* [PROVIDED INFORMATION]:

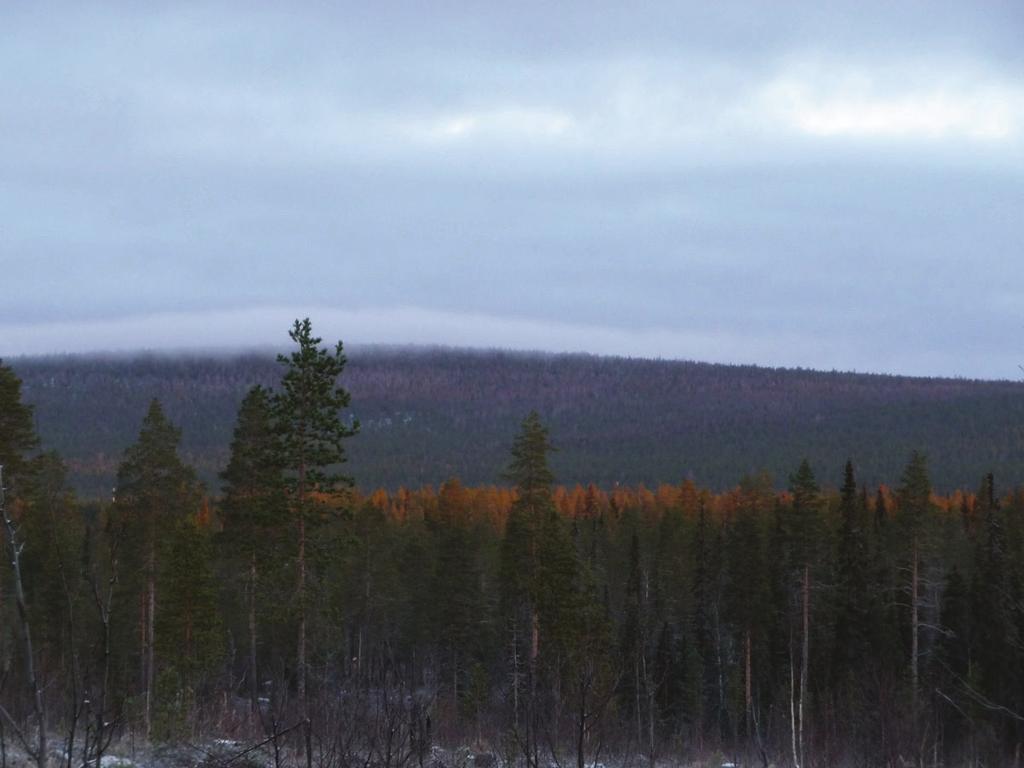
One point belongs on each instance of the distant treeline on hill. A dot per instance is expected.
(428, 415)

---

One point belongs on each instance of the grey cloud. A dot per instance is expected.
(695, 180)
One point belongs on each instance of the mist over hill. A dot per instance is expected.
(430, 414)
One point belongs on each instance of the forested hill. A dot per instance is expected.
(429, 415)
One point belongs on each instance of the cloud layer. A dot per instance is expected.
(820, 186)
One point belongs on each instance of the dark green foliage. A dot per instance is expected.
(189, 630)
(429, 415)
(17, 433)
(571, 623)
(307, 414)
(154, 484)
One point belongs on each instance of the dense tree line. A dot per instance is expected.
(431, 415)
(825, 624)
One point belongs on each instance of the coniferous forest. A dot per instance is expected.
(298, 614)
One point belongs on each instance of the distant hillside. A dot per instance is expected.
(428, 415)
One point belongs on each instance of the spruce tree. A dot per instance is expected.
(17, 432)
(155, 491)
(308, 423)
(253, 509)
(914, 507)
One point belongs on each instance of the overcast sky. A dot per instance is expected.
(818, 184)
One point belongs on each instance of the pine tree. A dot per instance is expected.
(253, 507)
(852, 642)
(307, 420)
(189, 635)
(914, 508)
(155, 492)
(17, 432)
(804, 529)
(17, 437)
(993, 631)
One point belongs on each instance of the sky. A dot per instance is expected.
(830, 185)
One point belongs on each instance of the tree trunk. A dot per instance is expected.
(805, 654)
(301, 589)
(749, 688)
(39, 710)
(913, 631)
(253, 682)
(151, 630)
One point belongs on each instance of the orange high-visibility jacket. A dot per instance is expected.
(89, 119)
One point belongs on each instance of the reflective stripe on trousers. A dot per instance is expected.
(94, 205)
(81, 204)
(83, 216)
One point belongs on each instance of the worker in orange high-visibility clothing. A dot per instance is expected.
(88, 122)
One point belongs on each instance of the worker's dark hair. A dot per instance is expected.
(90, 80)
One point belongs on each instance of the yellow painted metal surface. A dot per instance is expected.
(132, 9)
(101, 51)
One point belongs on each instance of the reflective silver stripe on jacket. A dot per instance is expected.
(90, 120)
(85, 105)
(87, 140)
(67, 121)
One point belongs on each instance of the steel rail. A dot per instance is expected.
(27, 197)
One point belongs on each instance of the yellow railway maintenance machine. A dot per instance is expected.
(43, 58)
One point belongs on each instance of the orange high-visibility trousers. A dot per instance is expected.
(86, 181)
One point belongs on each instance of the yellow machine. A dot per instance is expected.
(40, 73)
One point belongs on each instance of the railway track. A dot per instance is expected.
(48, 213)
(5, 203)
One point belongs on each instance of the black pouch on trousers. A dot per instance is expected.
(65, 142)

...

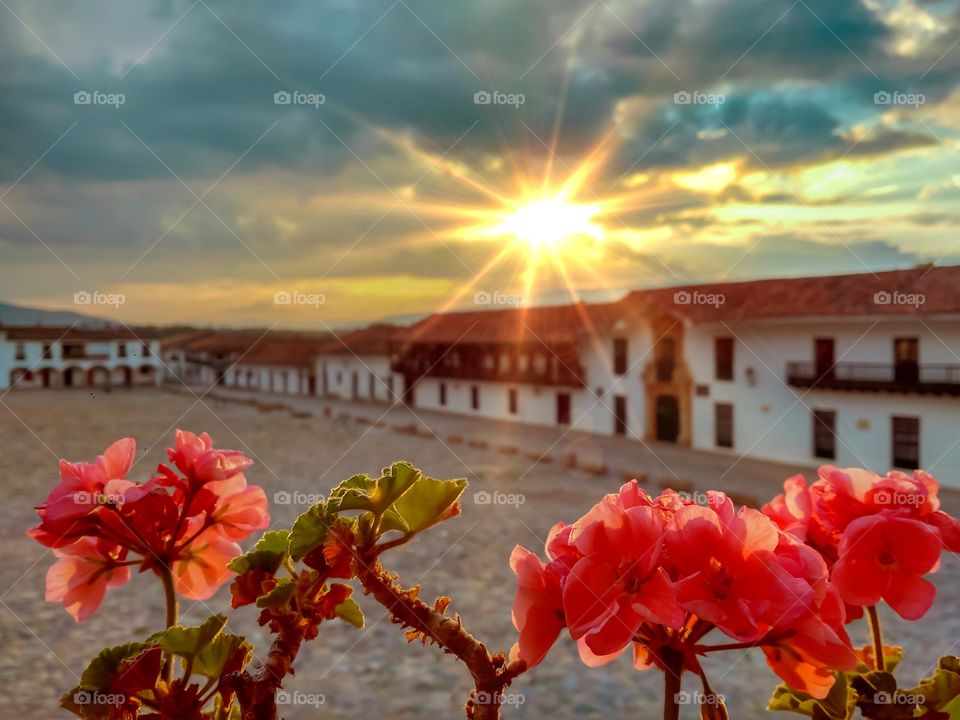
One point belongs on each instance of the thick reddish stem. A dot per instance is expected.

* [TASK OBJECTIVE]:
How many lines above contain the word "railway"? Count a match only when its upper and lower case letters are the same, and reply with only the number.

* [TASK OUTPUT]:
2